- _SHORT EXERCISE_
Write out the data again in full, exactly as it reads.

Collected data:
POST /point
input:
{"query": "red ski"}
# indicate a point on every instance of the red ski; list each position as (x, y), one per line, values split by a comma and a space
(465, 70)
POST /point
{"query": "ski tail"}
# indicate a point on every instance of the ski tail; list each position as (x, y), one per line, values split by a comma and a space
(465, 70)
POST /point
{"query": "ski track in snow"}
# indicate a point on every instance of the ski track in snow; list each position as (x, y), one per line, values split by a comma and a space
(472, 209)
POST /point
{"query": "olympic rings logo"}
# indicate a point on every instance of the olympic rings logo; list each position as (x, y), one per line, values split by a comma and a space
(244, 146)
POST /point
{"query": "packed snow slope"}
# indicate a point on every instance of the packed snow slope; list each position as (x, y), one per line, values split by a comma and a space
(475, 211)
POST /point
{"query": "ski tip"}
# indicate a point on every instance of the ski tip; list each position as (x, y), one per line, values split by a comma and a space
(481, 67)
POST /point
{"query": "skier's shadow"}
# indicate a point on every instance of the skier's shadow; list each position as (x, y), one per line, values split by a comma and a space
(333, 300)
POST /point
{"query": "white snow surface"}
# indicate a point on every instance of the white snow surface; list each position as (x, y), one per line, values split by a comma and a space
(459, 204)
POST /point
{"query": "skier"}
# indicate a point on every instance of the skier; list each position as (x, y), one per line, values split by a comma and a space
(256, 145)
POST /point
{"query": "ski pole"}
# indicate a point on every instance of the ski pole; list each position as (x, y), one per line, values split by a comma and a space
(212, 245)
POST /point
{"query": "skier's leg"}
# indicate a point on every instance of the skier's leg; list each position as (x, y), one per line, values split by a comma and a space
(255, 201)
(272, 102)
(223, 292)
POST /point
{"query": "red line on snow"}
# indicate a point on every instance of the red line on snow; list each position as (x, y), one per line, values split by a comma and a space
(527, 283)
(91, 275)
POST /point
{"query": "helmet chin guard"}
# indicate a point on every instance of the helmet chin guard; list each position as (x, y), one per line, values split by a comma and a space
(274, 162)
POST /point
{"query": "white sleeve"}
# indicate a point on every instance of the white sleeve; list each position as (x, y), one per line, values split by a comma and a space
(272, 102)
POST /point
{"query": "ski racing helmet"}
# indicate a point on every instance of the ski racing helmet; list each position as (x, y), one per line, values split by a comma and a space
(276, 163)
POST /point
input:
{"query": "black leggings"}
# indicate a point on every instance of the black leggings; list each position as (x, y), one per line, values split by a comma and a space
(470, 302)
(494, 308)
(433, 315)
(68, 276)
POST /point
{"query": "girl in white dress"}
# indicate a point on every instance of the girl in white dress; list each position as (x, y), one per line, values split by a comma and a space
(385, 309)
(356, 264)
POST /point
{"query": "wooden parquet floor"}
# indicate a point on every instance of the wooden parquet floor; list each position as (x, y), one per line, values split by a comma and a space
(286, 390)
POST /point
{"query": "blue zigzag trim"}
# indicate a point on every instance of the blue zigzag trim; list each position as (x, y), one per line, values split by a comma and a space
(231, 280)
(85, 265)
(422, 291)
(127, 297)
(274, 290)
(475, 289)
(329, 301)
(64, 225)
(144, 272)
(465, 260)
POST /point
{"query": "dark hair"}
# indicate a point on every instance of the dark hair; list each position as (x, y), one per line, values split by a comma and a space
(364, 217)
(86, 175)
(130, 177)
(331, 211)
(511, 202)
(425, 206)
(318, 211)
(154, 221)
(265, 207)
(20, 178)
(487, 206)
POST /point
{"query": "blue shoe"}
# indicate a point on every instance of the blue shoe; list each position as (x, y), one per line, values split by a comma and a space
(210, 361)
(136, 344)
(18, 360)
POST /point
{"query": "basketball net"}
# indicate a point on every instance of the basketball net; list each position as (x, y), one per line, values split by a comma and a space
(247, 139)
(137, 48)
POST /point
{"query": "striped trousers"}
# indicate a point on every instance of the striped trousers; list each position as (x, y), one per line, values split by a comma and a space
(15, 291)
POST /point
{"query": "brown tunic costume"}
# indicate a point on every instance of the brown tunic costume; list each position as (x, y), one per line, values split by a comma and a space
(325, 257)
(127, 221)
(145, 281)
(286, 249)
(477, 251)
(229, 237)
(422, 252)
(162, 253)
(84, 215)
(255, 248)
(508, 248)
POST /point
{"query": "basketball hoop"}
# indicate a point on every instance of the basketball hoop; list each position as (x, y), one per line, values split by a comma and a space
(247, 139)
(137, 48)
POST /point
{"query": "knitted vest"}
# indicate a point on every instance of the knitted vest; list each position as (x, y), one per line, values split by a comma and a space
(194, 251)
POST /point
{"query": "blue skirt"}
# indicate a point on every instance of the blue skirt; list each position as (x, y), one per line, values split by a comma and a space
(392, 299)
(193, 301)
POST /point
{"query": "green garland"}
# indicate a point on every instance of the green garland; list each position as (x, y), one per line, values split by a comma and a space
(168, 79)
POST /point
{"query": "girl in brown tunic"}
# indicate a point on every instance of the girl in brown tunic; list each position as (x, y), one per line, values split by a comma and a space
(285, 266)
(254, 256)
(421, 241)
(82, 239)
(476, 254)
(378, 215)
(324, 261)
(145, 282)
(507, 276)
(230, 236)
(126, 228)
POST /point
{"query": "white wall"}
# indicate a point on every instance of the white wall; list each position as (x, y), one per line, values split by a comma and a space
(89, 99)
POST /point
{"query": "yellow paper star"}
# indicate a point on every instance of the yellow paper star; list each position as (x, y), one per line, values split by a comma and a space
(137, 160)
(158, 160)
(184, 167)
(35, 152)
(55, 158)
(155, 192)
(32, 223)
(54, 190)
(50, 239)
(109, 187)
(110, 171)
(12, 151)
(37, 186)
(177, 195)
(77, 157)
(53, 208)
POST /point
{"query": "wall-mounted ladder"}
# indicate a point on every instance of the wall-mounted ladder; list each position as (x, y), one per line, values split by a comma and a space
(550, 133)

- _OUTPUT BELOW_
POST /point
input:
{"query": "red ski"}
# indicate a point on every instance of the red ski; list each position as (x, y), one per line, values split by a comma and a space
(465, 70)
POST /point
{"query": "ski tail"}
# indicate a point on every instance of the ski tail; list each position as (x, y), one per line, values split by a comma and a space
(465, 70)
POST /point
{"query": "ski track in snow"}
# indicate a point on every instance of the ski track in snow; list each position as (x, y), one per line, values split by a comma and a space
(472, 209)
POST /point
{"query": "olympic rings logo"}
# indicate a point on every instance of the olympic rings logo; list each position as (x, y), one per line, values split by a comma and a space
(244, 146)
POST /point
{"query": "packed snow slope"}
# indicate a point on every instance of the packed snow slope; list each position as (x, y), one per line, values split by a comma and a space
(475, 211)
POST /point
{"query": "ski tip"}
# indicate a point on every instance of the ski tip; list each position as (x, y), one per line, values split by a comma and a space
(481, 67)
POST /point
{"query": "skier's shadow"}
# indicate a point on every instance of the skier's shadow; list each position as (x, y), one per line, values split by a comma and a space
(333, 300)
POST /point
{"query": "white snow surface"}
# indicate a point on every instance of the white snow surface; list each position as (x, y), one per line, values split by a comma and a space
(459, 204)
POST /point
{"query": "skier"}
# indicate a point on every instance of the skier; list each position as (x, y), one per line, values split by a comma and a space
(256, 145)
POST /point
{"query": "ski pole"}
# indicate a point on every instance of the ski pole; list each position as (x, y), one per line, values split by a comma and a space
(212, 245)
POST /point
{"query": "skier's leg"}
# indicate a point on every instance of the skier's leg; list each position as (x, y), one per line, values split by a comma and a space
(255, 201)
(272, 102)
(223, 292)
POST /point
{"query": "red line on snow"}
# indicate a point on every instance of the red line on snow; list each position as (x, y), one per line, values split by a comma and a space
(527, 283)
(91, 275)
POST /point
{"query": "helmet chin guard"}
# indicate a point on every instance of the helmet chin guard; list each position as (x, y), one per line, values split by a comma and a space
(274, 162)
POST /point
{"query": "white sleeve"}
# indicate a point on every instance of the white sleeve; list each position as (x, y), one per line, values split by a comma and a space
(272, 102)
POST /point
{"query": "ski racing helmet"}
# indicate a point on every instance of the ski racing helmet; list each position as (x, y), one per line, values split by a comma and a space
(276, 163)
POST /point
input:
{"query": "black leggings"}
# indicate a point on every instance of the black leggings; list each position as (x, y), one per line, values split by a comma and a space
(470, 302)
(494, 308)
(433, 315)
(68, 276)
POST /point
{"query": "girl in white dress"}
# indicate a point on every instance of the girl in white dress; list each position as (x, y), one per line, values split by a comma and a space
(385, 309)
(356, 264)
POST /point
{"query": "wooden parquet floor"}
# indicate a point on every instance of the wooden parquet floor; list each position as (x, y), one per line, values split by a comma and a space
(286, 390)
POST /point
{"query": "blue zigzag trim"}
# indicate a point on every instance of the blue zigzag trim; list each position as (x, y), one per line, values split by a comma and a space
(231, 280)
(85, 265)
(422, 291)
(127, 297)
(274, 290)
(475, 289)
(329, 301)
(64, 225)
(144, 272)
(465, 260)
POST /point
{"query": "dark hair"}
# indicate a point on every instance of the dark hair; list each position as (x, y), one per line, values split by a comma and a space
(364, 217)
(86, 175)
(130, 177)
(331, 211)
(511, 202)
(425, 206)
(318, 211)
(154, 221)
(265, 207)
(20, 178)
(487, 206)
POST /point
{"query": "blue shoe"}
# indicate a point on every instance of the blue shoe; list each position as (x, y), one per line, values split by a comma and a space
(210, 361)
(136, 344)
(18, 360)
POST /point
{"query": "basketball net"}
# indicate a point on every instance of the basketball net; list each position as (x, y), one per line, values split by a comma and a space
(247, 139)
(137, 48)
POST /point
{"query": "striped trousers"}
# indicate a point on every instance of the striped trousers; list each position as (x, y), one per line, values split by a comma and a space
(15, 291)
POST /point
{"query": "brown tunic costume"}
# indicate a point on every instance of the brown tunic costume; list each position as (x, y), one per line, values split by a comma and a space
(325, 257)
(127, 221)
(145, 281)
(286, 249)
(477, 251)
(229, 237)
(422, 252)
(162, 253)
(84, 215)
(255, 248)
(508, 248)
POST /point
{"query": "basketball hoop"}
# indicate a point on every instance of the basketball hoop; list each position as (x, y), one per line, values split by a comma and a space
(247, 139)
(137, 48)
POST /point
{"query": "knitted vest"}
# indicate a point on every instance of the knitted vest; list each position as (x, y), one per line, values split by a comma and a space
(194, 251)
POST /point
{"query": "blue skirt"}
# indicate a point on every instance of the blue skirt; list each position as (x, y), one per line, values split by a comma and a space
(392, 299)
(193, 301)
POST /point
{"query": "green garland"}
# indicate a point on every instance of the green garland; list each position as (x, y), one per line, values split by a comma and a space
(168, 79)
POST /point
{"query": "girl in brown tunic"}
# indicate a point on every instance of the girl in brown tunic; list each position as (x, y), one per line, values split by a comma and a space
(285, 266)
(254, 256)
(421, 241)
(82, 239)
(476, 254)
(378, 215)
(324, 261)
(145, 282)
(507, 276)
(230, 236)
(126, 228)
POST /point
{"query": "white wall"}
# indicate a point on every instance of the white wall; list each position as (x, y), one per line, values split by a comma and a space
(89, 99)
POST /point
{"query": "yellow paper star"}
# indicate a point on every instance of the yellow paper star; list each position as (x, y), one per line, values split by a comma and a space
(137, 160)
(158, 160)
(184, 167)
(35, 152)
(55, 158)
(155, 192)
(32, 223)
(54, 190)
(50, 239)
(109, 187)
(110, 171)
(12, 151)
(37, 186)
(177, 195)
(77, 157)
(53, 208)
POST /point
{"query": "wall-mounted ladder"}
# indicate a point on every instance of the wall-mounted ladder; list each position as (x, y), one per line, values split by a comma and a space
(550, 133)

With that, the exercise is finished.